In the first such study of adopted people's search for their natural parents, a team from the University of East Anglia and the Children's Society found that 70 per cent were looking for a birth mother, 27 per cent for a sibling and only 3 per cent for a father.

Adoptive parents often worry thatthe child will want to meet the birth family, but the research, to be presented at a conference on adoption this week, suggests that they have little to fear.

"It is a very reassuring message for adoptive parents," said Professor David Howe, of the school of social work and psychological studies at the University of East Anglia. "More than half those interviewed felt more at home with their adoptive parents after they had met their birth mother or father."

"However, there was a very strong driving force for people to find out more about their genetic roots, which has implications for the growing number of children born by egg and sperm donation," he said.

## EXCERPTED RECORDS:

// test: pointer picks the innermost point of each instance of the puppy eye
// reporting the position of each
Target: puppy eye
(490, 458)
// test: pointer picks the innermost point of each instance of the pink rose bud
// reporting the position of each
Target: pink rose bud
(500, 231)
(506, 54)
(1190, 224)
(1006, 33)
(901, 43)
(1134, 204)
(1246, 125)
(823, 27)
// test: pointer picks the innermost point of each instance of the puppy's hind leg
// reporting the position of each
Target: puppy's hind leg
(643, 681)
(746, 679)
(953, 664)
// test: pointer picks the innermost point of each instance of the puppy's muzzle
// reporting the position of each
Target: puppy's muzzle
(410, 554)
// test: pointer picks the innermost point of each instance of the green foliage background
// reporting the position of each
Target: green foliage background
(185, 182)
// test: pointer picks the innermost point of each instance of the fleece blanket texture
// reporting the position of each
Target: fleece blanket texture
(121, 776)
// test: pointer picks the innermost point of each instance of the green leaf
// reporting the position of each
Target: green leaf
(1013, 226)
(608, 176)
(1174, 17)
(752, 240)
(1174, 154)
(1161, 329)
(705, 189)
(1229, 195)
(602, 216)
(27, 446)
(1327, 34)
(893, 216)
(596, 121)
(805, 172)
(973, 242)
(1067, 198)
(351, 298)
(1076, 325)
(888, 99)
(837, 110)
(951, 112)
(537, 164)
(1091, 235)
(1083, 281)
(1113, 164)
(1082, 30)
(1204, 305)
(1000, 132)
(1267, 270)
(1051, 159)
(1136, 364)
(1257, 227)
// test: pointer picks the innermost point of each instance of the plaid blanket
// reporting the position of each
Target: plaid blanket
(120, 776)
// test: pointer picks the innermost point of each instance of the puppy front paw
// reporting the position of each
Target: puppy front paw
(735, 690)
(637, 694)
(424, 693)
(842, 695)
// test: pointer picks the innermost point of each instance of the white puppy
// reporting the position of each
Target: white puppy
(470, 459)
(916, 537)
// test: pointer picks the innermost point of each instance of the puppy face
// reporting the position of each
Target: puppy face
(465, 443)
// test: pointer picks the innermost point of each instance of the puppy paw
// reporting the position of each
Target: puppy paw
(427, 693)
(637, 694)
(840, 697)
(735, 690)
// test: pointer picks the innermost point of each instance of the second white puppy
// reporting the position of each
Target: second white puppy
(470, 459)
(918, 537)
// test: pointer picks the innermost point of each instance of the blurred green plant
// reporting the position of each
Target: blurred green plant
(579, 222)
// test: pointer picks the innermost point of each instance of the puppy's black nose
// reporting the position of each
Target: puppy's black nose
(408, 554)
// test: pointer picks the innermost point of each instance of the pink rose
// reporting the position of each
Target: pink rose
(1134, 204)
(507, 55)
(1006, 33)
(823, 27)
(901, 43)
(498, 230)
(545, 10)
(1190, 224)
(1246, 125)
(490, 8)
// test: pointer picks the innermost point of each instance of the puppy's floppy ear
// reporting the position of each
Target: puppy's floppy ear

## PROBLEM SET:
**1)** According to the news report on adopted people's search for birth relatives, why is the research a reassuring message for adoptive parents? Answer in one to three sentences.
**2)** Answer these from the news report on adopted people's search for birth relatives:
(a) What percentage of the adopted people were looking for a sibling?
(b) Where is the research to be presented?
(c) Which school at the University of East Anglia is Professor David Howe from?
**3)** Carry the news report on adopted people's search for birth relatives forward from its last sentence.

## ANSWERS TO THE PROBLEMS:
**1)** Professor Howe says it is reassuring because more than half of the people interviewed felt more at home with their adoptive parents after meeting their birth mother or father. Adoptive parents therefore have little to fear from the child meeting the birth family.

**2)**
(a) 27 per cent.
(b) At a conference on adoption this week.
(c) The school of social work and psychological studies.

**3)**
Professor Howe and Julia Feast of the Children's Society, a children's charity, were funded by the Nuffield Foundation. They questioned 500 adopted people; 300 had searched for birth parents and 200 had been sought out by them. Of the searchers, 200 were women and 100 were men.

People adopted before they were eight months old were much less likely to want to find their birth parents. The average age to start looking was 29 for women and 32 for men; 40 per cent were traced within a month, and 60 per cent within three months. Contact was made in two-thirds of searches, but 7 per cent ended in rejection by the birth parent. Half of those who made contact were still in touch with their birth relatives five years later.